- _Dataset content_
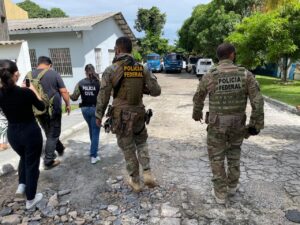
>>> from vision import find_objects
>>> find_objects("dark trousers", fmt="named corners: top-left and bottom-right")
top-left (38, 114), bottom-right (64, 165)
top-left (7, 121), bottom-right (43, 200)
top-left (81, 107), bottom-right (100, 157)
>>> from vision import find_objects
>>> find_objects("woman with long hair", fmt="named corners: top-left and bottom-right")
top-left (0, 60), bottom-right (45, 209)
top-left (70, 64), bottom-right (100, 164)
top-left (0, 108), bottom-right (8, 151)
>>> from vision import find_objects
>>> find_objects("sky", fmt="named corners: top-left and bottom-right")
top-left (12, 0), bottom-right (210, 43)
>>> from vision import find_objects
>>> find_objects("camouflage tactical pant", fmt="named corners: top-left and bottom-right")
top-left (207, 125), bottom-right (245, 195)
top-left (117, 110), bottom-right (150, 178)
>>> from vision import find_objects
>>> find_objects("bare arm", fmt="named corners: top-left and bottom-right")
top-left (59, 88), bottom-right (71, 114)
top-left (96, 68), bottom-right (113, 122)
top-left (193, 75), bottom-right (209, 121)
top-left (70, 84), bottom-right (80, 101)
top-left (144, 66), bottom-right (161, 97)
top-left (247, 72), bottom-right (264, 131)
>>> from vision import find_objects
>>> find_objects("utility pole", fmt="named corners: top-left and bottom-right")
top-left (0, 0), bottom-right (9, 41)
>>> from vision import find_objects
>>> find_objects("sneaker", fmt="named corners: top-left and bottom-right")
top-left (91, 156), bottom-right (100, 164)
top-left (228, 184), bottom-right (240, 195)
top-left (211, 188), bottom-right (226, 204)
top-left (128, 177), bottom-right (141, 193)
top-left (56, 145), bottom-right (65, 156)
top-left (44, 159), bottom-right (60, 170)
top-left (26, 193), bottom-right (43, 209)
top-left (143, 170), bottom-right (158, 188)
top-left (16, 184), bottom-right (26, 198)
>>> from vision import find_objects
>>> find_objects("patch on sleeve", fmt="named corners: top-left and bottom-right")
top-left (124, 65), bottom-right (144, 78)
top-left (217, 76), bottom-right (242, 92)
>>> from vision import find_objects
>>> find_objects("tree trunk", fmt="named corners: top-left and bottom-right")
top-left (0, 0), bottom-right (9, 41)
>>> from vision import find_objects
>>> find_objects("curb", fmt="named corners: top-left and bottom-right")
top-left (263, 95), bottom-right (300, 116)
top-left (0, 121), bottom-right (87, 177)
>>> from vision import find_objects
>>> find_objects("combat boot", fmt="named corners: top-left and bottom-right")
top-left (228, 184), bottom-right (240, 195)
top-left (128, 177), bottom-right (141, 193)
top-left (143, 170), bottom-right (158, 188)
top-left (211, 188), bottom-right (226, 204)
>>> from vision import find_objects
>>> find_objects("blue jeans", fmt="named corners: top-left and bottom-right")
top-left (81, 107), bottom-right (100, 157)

* * *

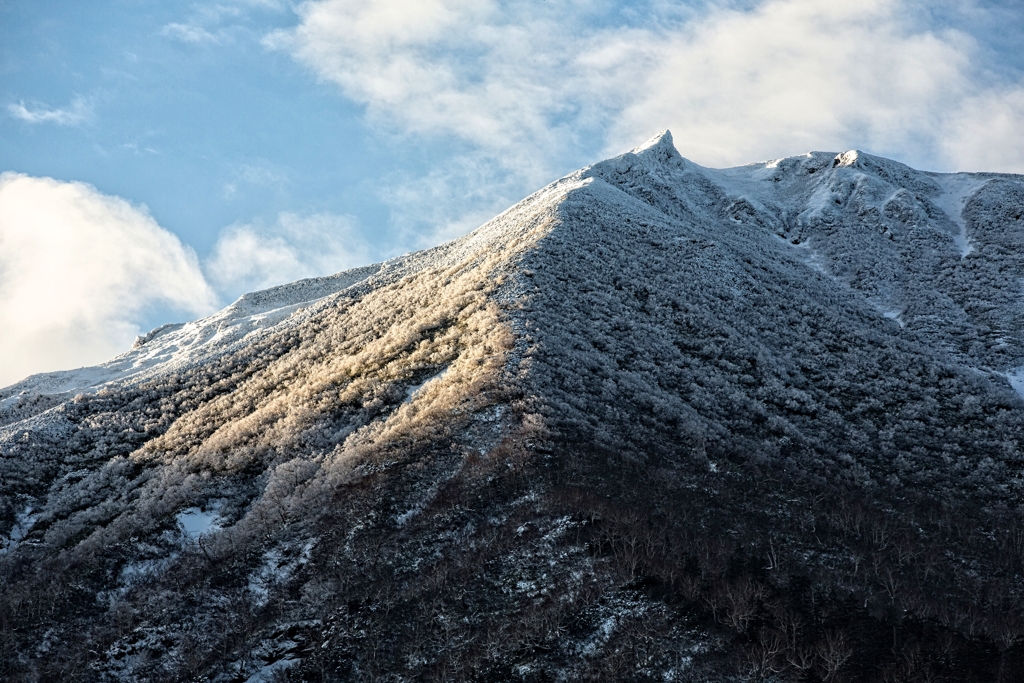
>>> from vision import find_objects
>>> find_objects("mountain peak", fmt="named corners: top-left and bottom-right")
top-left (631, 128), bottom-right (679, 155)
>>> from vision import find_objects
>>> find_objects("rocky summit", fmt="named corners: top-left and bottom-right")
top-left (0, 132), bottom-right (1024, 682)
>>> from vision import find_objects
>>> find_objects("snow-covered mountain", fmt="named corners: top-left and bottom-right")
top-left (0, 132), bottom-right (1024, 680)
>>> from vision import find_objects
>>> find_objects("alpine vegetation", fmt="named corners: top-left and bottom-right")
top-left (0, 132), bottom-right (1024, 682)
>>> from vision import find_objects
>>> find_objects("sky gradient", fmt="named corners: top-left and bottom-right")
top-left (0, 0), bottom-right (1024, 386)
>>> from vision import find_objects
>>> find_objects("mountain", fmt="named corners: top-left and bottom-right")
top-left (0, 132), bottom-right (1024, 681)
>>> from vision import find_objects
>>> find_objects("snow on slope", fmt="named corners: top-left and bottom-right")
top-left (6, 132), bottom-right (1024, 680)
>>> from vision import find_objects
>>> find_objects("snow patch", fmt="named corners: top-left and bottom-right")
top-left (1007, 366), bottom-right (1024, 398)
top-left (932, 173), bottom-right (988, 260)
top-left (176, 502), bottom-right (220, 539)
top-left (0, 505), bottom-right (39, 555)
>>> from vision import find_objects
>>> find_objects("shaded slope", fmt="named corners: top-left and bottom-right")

- _Instruction_
From the entries above, copy out every line that contains the string "snow".

- _The response_
>>> find_objects("snow-covered mountain", fmt="named corners: top-left and bottom-right")
>>> find_objects("snow on slope", fmt="named corners: top-left and bottom-right")
>>> find_objects("snow patch", fmt="named corners: top-left and bottom-right")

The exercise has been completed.